● DOCUMENT SEGMENT:
I was recently invited to play in the Daily Invitational Blackjack Tournament at Foxwoods Casino in Connecticut. Tournament blackjack differs a great deal from the regular version, and my tournament strategy would - at best - be considered a work-in-progress. I've played in a few in the past, though, and had a lot of fun time and again, so I headed up to 'The Woods' for the day.

Their tournament structure is pretty straight-forward. Each player begins each round with 5,000 in tournament chips, and a preliminary round is played. If a player has the most chips at their table after 25 hands he advances to the semifinals. In the semis, the player with the most chips after 25 hands goes to the final table. At the final table everyone's in the money; the player with the most chips after 25 more hands would win $5,000 in cash.

I had just barely squeaked by in the preliminary round to win my session. Me and two other players were neck-neck-and-neck going into the final few hands. One of the ladies I was up against busted out with one hand to go, while I got a blackjack on my big bet, pulling me ahead with a decent chip lead. It came down to my opponent going all-in and needing to win her hand to beat me out for the session.

She had a hard 14 against a dealer's ace - big trouble. She had practically no choice but to hit as I helplessly stood there holding my breath. I chant to myself, "Break! Break! Break," and the dealer delivered my opponent the news. Nine. Game over.

I was the only finisher for that session with about 2,700 in chips. A pretty ugly session all in all, but a win's a win. That session was the kind of nail-biter that left me tingling all over, and it's that rush that brings be back with every invite they send me. That, and the fact that they tend to draw spectators is pretty nice, too!

My semifinal round would turn out to be the most memorable. It seems I wasn't quite done with the ugly winning just yet.

Many tournament strategists recommend players start out conservatively for the round. Most of us weren't very conservative, but we weren't very aggressive, either. I started betting 700-900 a hand and cards were going my way the first several hands. Blackjacks were dropping right in front of me, and got some really good double down hands. I just went with the flow, and before long I had a lead of about 4,000 on the nearest contender. The other players had some catching up to do, so at this point, I decided to try for a little fun, hopefully at my opponents' expense.

I started to play low - betting smaller than the others with the hope that everyone loses the hand. I bet the minimum of 100 while the others went for 1000-1500 to catch up to me. It wasn't so much about me winning or losing the hand since I only bet 100. If the other players lost, it would increase my chip lead. One hand I had a hard 16 versus the dealer's 6. In a regular live game, of course, no one would EVER even think of touching the hand. I decided to hit - amid gasps and groans from the other contestants, of course - and busted with 26.

It turns out, that just as I was hoping, I 'took the dealer's bust card' and 'sabotaged' the hand. If I left my hand alone like I very well should have, the dealer would've broke and everyone would've won. Instead she drew to 20 and everyone lost. My opponents were clearly rattled and a sea of dirty looks shot my way.

● COLLECTED MATERIAL:
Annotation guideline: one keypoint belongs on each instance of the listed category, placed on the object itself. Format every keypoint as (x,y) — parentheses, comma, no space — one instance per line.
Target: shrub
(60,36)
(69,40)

● DIRECTIVE: Reproduce word for word the part of the blackjack tournament story that starts with the words containing "Their tournament structure" and ends with "win $5,000 in cash.".

● COMPLETE RESPONSE:
Their tournament structure is pretty straight-forward. Each player begins each round with 5,000 in tournament chips, and a preliminary round is played. If a player has the most chips at their table after 25 hands he advances to the semifinals. In the semis, the player with the most chips after 25 hands goes to the final table. At the final table everyone's in the money; the player with the most chips after 25 more hands would win $5,000 in cash.